▽
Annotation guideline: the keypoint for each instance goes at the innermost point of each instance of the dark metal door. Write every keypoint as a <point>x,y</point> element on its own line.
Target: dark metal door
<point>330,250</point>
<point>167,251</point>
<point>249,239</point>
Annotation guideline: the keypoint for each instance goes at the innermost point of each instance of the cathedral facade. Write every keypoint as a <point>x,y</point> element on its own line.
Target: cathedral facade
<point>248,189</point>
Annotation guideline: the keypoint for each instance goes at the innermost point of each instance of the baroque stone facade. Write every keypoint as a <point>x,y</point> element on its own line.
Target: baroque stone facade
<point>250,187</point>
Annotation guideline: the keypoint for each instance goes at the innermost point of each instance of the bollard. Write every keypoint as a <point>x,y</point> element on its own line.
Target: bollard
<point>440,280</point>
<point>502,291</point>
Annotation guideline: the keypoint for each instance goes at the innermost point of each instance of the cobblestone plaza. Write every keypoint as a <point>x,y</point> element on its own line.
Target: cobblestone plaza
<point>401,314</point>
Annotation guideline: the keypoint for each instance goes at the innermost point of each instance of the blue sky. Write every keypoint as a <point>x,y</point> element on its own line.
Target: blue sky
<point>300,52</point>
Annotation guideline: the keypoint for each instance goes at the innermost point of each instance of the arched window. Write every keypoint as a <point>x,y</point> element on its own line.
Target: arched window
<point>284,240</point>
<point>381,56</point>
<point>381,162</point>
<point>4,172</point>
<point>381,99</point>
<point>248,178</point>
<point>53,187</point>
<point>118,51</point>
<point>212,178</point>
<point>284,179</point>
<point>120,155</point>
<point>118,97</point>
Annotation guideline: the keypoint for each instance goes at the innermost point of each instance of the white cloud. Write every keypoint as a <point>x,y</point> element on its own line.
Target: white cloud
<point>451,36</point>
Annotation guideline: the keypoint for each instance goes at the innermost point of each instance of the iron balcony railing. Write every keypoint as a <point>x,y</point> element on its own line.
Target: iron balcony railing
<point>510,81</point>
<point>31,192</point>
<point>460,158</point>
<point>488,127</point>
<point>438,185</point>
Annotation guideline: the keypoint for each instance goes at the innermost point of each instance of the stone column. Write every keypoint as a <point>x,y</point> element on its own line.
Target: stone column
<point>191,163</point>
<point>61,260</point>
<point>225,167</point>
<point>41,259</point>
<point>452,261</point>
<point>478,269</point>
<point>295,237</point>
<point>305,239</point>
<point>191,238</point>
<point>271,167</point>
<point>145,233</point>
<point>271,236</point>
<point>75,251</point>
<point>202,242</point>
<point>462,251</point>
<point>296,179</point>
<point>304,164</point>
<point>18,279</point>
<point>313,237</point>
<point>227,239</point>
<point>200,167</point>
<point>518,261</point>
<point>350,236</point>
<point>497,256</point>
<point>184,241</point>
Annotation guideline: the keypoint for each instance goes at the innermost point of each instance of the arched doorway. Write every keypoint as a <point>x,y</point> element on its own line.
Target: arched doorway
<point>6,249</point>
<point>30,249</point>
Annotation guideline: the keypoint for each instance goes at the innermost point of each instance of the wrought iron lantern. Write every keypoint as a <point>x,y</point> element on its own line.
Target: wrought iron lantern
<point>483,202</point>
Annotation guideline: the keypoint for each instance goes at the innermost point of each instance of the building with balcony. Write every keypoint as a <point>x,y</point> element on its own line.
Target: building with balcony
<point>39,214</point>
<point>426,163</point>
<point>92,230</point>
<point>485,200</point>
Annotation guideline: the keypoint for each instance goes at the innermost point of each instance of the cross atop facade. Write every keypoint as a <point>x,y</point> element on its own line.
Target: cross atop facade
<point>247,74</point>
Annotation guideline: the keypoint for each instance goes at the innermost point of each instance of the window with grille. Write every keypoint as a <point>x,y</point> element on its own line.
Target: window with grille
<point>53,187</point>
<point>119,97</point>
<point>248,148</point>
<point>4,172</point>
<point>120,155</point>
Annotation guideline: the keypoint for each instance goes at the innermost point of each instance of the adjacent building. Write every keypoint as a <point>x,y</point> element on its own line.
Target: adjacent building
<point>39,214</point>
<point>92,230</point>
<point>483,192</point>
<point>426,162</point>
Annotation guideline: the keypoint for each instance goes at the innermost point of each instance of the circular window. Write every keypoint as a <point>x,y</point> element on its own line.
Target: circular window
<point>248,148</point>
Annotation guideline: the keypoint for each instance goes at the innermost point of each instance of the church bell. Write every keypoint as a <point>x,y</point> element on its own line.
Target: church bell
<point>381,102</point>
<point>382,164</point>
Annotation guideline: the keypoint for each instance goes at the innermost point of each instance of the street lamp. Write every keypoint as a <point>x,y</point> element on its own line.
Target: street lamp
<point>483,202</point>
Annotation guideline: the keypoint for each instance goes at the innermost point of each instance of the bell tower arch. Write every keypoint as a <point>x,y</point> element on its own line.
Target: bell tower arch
△
### Given exercise
Reproduce every line of the records above, from their start through the line containing "<point>250,187</point>". Shift each answer point by adding 112 to both its x and y coordinates, and leave all other lines, including the point format shown in the guidelines, unchanged.

### Result below
Annotation guideline: the keypoint for each instance goes at the innermost point of each instance of the dark metal door. Write every keypoint as a <point>x,y</point> element on its own line.
Target: dark metal door
<point>442,362</point>
<point>279,363</point>
<point>361,351</point>
Annotation guideline: the keypoint for each instance goes at the innermost point of each instance of the cathedral facade. Write every keypoint as a <point>x,y</point> element on its own line.
Target: cathedral facade
<point>360,301</point>
Annotation guideline: the keypoint for each instance goes at the innermost point of each instance of the baroque stone facade. Write every keypoint as a <point>x,y</point> element on its own line.
Target: baroque stone facade
<point>362,299</point>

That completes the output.